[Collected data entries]
──────────

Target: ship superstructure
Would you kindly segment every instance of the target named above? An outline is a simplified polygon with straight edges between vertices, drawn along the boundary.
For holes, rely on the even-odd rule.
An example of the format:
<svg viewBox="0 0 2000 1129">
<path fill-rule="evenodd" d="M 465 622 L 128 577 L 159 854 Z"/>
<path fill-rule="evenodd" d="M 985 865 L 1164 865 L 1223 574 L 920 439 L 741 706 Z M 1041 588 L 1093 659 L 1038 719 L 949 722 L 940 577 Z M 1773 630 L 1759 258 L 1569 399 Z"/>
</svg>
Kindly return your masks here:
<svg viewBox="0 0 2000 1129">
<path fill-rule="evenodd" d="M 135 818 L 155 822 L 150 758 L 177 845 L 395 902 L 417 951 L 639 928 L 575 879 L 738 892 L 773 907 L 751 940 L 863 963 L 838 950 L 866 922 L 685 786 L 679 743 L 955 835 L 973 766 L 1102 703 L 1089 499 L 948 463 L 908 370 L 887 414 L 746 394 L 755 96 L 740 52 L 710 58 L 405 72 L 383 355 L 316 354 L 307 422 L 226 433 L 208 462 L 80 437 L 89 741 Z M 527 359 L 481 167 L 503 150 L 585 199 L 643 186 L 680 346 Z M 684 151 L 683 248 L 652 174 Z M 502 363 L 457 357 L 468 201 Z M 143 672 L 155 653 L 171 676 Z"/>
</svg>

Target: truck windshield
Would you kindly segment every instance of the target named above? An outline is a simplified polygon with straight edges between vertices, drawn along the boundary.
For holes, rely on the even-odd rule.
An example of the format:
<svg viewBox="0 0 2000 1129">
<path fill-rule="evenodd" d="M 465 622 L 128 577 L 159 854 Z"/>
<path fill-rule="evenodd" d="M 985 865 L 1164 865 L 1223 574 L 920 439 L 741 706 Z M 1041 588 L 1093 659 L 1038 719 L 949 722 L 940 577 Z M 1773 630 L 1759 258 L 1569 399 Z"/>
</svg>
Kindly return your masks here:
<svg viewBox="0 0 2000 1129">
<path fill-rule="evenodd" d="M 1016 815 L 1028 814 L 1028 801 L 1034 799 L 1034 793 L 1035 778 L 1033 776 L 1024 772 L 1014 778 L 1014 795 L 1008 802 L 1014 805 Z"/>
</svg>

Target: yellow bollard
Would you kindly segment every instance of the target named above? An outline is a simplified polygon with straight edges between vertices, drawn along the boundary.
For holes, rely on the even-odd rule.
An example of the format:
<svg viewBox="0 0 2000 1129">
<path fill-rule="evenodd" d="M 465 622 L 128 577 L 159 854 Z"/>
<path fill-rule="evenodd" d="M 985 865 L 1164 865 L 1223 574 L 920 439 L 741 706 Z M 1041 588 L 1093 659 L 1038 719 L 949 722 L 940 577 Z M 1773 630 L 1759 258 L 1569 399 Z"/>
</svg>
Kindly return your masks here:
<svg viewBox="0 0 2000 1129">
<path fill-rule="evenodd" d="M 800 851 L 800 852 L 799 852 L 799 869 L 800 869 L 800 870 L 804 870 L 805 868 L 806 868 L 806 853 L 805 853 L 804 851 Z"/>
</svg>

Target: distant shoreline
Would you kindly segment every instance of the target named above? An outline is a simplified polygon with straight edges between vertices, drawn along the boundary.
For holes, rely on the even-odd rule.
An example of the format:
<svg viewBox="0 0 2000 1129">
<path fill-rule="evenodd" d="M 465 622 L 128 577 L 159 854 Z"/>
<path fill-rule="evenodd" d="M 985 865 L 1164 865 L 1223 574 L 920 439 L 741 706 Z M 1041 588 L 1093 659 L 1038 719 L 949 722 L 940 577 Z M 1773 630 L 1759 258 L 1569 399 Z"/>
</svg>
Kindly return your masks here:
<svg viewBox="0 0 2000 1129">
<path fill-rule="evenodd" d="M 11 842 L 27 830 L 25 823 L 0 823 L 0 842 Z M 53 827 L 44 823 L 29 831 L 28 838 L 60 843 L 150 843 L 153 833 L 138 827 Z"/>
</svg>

──────────

* ASSIGNMENT: From the line that has "Target: yellow bollard" through the line that has "Target: distant shoreline", copy every line exactly as it appears above, and leave out all others.

* WRITTEN ANSWER:
Target: yellow bollard
Would you kindly segment every instance of the target named above? An outline is a simplified polygon with straight edges between vertices, drawn along the boundary.
For holes, rely on the even-odd rule.
An example of the format:
<svg viewBox="0 0 2000 1129">
<path fill-rule="evenodd" d="M 465 622 L 128 577 L 159 854 Z"/>
<path fill-rule="evenodd" d="M 985 865 L 1164 865 L 1223 574 L 920 439 L 741 706 Z M 1041 588 L 1093 659 L 1038 719 L 949 722 L 940 577 Z M 1773 630 L 1759 258 L 1569 399 Z"/>
</svg>
Kindly return your masks here:
<svg viewBox="0 0 2000 1129">
<path fill-rule="evenodd" d="M 800 851 L 800 852 L 799 852 L 799 869 L 800 869 L 800 870 L 804 870 L 805 868 L 806 868 L 806 853 L 805 853 L 804 851 Z"/>
</svg>

Target: distant shoreline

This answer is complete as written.